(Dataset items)
"""
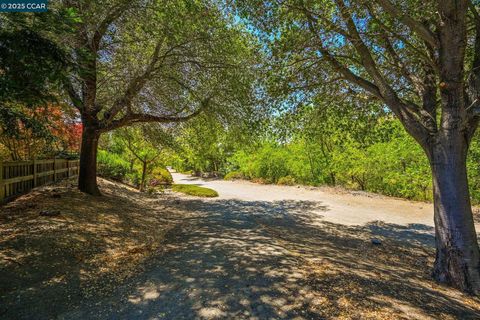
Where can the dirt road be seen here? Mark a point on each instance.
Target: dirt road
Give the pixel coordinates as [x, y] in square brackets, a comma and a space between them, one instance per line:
[255, 252]
[347, 208]
[272, 252]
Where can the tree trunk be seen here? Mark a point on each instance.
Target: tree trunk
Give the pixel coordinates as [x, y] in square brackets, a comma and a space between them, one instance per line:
[87, 179]
[457, 260]
[144, 174]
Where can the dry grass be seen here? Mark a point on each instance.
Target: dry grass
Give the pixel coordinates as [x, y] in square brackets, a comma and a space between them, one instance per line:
"""
Exercise description » Turn every line of the dataset items into a Markdown table with the columns "No." and "Line", one numbered row per line, skipping blank lines. Leave the pictures out.

Response to this exercise »
| No. | Line |
|---|---|
| 1 | Where can the dirt road be seen here? Mark a point on each instance. |
| 2 | Target: dirt road |
| 3 | Give the pixel coordinates as [x, y] in square brackets, a comma and a space between them, one instance per line: |
| 4 | [255, 252] |
| 5 | [347, 208] |
| 6 | [272, 252] |
| 7 | Where can the tree trunk be seen here? Mark a point on each instance. |
| 8 | Target: tree trunk |
| 9 | Give the pixel coordinates as [x, y] in square brackets, a comma and a space between them, one instance per line: |
| 10 | [87, 179] |
| 11 | [457, 260] |
| 12 | [144, 174] |
| 13 | Where can the dry grass be seen here? Mark a point on each instance. |
| 14 | Target: dry grass |
| 15 | Give the pixel coordinates as [x, y] in square brackets, a comma and a space between them, one instance per line: |